- _Brief_
Pick out every line of the entries that contains the string "overcast", matching case exactly, and copy each of those lines.

- _Entries provided_

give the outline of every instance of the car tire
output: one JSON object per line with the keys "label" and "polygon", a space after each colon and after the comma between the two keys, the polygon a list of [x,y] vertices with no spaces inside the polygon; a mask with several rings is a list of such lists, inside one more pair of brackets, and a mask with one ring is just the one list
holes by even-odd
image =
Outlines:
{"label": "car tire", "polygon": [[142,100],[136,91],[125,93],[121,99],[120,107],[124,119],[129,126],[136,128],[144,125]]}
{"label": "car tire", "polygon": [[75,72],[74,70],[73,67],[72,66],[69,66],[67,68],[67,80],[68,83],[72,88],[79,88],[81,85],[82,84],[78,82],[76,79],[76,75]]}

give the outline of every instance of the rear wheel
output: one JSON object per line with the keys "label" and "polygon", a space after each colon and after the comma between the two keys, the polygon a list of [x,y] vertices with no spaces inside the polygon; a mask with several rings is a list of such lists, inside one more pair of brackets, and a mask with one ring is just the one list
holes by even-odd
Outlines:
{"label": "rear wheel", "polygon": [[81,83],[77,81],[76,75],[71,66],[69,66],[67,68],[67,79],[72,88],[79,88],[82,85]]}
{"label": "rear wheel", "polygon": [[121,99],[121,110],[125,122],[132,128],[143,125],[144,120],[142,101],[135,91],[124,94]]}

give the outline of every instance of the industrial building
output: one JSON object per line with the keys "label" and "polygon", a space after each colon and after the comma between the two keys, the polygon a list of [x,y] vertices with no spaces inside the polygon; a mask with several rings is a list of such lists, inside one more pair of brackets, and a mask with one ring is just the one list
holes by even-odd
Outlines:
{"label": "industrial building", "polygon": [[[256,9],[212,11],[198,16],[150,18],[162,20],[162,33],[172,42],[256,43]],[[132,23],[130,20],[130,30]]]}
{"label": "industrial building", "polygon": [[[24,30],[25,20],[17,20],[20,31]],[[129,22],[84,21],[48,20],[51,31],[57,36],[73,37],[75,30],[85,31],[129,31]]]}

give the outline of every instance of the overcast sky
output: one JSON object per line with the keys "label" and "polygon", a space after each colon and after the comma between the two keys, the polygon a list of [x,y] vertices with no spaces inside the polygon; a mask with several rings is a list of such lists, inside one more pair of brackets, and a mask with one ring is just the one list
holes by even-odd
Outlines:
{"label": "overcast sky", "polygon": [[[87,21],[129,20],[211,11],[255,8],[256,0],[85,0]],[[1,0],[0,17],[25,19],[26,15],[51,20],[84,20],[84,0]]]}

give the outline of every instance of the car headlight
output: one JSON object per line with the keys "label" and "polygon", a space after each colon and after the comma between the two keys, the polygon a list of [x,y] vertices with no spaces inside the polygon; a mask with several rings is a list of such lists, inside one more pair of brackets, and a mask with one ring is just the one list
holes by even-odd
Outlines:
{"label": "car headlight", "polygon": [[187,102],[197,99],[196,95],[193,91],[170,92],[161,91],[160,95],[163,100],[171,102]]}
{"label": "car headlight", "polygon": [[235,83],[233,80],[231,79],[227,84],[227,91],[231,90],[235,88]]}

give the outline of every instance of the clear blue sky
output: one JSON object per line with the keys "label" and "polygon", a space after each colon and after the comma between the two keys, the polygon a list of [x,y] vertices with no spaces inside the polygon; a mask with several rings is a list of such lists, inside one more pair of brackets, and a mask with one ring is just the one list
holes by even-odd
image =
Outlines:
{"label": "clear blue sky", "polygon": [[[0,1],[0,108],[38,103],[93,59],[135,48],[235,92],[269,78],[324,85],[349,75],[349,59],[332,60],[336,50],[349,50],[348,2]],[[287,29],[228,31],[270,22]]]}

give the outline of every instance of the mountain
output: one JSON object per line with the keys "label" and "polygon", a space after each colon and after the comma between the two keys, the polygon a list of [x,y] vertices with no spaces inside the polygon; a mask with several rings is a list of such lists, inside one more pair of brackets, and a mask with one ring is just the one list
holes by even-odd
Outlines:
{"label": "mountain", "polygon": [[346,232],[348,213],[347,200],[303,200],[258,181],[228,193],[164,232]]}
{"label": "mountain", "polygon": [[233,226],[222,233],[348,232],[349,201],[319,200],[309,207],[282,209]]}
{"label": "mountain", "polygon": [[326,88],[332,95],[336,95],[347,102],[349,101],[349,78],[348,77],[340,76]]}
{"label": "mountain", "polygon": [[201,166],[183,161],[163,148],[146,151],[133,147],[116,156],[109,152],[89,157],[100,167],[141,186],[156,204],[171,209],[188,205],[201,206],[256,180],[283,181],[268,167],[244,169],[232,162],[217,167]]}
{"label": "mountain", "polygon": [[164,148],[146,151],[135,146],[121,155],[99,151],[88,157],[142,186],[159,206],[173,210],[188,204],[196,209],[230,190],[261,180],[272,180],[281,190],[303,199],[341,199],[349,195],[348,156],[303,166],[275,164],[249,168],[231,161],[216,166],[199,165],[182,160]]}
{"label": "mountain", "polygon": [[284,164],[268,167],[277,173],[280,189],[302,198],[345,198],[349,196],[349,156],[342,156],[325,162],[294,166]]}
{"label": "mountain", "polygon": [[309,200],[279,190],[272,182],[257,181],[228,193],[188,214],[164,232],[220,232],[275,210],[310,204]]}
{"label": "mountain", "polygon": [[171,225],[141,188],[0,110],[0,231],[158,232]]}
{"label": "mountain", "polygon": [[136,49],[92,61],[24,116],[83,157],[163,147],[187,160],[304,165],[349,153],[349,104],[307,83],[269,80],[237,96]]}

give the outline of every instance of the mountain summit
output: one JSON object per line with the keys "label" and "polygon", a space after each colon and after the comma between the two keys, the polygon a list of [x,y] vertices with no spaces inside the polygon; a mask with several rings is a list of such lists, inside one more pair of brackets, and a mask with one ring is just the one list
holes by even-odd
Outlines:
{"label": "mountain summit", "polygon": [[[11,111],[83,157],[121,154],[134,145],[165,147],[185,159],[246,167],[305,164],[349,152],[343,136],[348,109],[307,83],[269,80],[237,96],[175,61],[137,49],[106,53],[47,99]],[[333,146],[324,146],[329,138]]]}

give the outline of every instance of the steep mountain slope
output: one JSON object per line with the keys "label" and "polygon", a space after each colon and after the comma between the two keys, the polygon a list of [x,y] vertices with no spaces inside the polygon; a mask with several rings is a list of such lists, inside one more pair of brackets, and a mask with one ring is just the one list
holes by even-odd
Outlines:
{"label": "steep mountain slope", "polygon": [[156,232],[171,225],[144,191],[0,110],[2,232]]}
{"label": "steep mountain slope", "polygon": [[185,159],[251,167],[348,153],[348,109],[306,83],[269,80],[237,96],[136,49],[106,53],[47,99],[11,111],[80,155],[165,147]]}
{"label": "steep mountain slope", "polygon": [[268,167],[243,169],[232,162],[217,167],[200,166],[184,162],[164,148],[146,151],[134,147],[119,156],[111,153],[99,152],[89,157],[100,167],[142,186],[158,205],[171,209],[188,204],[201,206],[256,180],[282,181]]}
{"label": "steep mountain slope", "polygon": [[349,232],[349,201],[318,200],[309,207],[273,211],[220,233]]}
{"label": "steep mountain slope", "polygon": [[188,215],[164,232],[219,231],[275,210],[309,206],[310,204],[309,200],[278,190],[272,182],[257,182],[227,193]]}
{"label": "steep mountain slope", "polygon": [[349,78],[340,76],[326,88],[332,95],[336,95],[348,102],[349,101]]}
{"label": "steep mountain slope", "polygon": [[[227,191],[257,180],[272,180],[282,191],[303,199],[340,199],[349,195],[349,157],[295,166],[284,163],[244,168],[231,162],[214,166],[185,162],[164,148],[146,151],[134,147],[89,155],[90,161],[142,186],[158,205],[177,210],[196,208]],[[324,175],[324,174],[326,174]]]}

- _Exercise answer_
give the outline of every instance of the overcast sky
{"label": "overcast sky", "polygon": [[[87,21],[129,20],[211,11],[255,8],[256,0],[85,0]],[[1,0],[0,17],[25,19],[26,15],[51,20],[84,20],[84,0]]]}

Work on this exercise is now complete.